WASHINGTON, DC – Pase lo que pase con su candidatura (si obtiene o no la nominación por el Partido Republicano o incluso si es electo presidente) los estadounidenses y el resto del mundo estarán mucho tiempo preguntándose como fue que ocurrió el fenómeno Donald Trump (ya lo están haciendo).
Lo primero que hay que entender es que en Estados Unidos, los partidos políticos no deciden quién se presenta a elecciones. Son básicamente grupos de funcionarios que organizan el proceso de elegir el candidato presidencial del partido y trabajan para que este obtenga triunfos en las elecciones de noviembre.
Pero los candidatos en sí son independientes. Deciden por sí mismos si se presentarán a elecciones, según la confianza que tengan en poder ganar (y a veces, lo que digan las encuestas al respecto) y su capacidad de obtener los fondos necesarios.
Algunos se presentan por vanidad o por codicia. Incluso para un candidato perdedor, la publicidad que atrae la campaña puede significar el contrato para un libro, un trabajo en televisión o una carrera bien paga como conferenciante (e incluso las tres cosas a la vez). Trump se presentó por su renombre. Un constructor rico y famoso, que dio su apellido a toda clase de edificios, protagonista de un “reality show” que estuvo mucho tiempo en horario central: un imán para la cultura popular estadounidense. Sabía que con un sistema de partidos tan nebuloso como el de Estados Unidos, podía tomar él solo la decisión de competir para ser candidato del Partido Republicano, y que ninguna estructura partidaria podría detenerlo. (O al menos, es lo que espera, si llega a la convención de Cleveland de mitad de año sin delegados suficientes para asegurarse la nominación.)

### Registros proporcionados:
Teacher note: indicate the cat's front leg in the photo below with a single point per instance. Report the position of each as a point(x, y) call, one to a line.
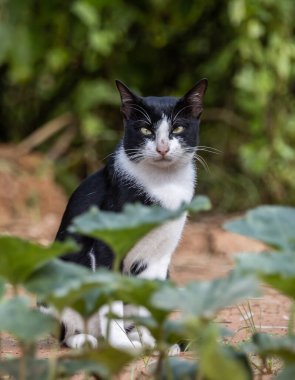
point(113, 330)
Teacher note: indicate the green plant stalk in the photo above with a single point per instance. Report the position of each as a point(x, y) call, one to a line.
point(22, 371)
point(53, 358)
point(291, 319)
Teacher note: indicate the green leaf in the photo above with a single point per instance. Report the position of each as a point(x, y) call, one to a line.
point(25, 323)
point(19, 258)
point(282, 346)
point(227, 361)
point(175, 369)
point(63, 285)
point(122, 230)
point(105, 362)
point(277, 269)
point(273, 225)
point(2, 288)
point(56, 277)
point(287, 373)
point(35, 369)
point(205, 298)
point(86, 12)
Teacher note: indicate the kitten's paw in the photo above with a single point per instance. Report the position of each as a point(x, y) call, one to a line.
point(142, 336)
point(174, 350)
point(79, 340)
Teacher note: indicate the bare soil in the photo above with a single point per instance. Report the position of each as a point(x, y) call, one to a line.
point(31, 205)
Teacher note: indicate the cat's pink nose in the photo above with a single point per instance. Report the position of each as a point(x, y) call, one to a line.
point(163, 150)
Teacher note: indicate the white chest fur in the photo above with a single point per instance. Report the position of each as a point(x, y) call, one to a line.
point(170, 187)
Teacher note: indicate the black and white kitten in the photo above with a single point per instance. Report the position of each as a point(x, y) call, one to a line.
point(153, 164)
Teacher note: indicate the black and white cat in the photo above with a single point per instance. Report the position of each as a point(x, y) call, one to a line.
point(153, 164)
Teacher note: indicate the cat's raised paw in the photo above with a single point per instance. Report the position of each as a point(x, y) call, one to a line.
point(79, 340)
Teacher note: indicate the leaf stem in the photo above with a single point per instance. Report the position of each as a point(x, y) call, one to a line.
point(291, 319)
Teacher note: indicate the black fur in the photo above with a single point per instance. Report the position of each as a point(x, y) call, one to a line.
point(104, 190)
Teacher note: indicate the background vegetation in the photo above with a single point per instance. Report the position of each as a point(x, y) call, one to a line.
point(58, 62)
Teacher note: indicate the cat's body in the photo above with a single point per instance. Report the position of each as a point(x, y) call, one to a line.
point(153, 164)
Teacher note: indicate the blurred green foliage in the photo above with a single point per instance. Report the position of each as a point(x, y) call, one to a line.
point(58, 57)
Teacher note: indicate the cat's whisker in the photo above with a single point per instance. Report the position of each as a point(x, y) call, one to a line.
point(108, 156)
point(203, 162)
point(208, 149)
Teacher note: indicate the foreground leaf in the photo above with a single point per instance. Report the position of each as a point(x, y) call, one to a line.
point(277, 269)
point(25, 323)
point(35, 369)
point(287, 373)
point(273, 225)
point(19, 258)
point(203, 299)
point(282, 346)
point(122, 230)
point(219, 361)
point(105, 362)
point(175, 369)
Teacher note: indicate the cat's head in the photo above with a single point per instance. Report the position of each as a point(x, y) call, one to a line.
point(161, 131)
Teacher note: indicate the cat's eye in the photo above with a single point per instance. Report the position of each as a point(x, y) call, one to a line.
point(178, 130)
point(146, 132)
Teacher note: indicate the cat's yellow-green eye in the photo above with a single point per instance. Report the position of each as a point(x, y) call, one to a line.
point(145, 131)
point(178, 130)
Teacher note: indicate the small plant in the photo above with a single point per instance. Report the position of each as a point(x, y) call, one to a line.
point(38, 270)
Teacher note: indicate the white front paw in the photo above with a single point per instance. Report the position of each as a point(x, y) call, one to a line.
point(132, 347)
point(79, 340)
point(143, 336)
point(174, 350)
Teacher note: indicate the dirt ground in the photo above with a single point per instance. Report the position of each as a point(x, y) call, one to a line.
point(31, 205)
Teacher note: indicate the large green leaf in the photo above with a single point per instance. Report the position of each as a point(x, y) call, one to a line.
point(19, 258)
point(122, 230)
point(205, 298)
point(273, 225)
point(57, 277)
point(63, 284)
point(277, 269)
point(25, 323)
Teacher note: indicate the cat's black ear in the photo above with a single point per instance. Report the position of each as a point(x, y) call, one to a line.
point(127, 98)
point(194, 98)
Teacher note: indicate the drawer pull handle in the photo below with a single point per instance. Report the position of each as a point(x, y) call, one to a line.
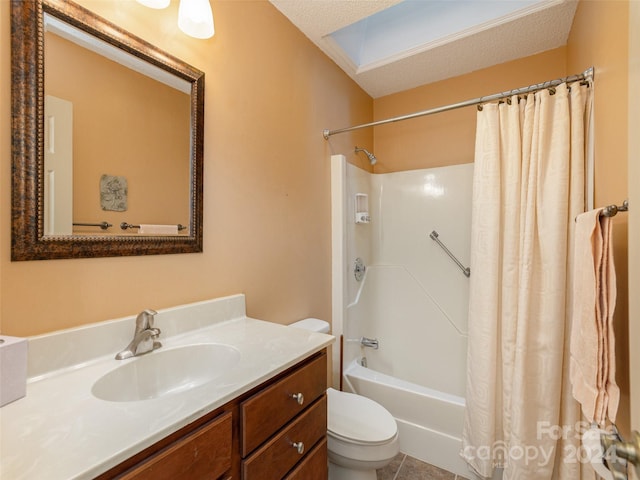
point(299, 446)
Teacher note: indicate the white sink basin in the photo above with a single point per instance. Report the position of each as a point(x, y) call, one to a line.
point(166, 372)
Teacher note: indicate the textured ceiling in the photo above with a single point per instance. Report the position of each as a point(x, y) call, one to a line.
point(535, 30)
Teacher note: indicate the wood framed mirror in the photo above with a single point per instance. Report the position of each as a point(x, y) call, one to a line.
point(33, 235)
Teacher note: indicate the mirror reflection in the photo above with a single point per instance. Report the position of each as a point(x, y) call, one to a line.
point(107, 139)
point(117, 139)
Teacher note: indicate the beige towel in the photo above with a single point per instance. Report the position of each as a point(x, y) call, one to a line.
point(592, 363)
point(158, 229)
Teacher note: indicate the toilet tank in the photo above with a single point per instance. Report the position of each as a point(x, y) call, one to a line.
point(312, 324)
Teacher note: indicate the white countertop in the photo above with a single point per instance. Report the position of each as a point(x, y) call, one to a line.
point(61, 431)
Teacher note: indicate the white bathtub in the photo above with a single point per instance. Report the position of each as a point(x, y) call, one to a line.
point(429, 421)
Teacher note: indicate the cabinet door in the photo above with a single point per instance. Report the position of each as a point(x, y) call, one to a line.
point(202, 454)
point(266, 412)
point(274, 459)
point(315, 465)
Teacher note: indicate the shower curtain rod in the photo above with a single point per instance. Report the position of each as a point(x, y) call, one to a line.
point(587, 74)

### Consigna:
Según el texto de estudio, ¿qué no deciden los partidos políticos en Estados Unidos?

### Solución del ejercicio:
Quién se presenta a elecciones.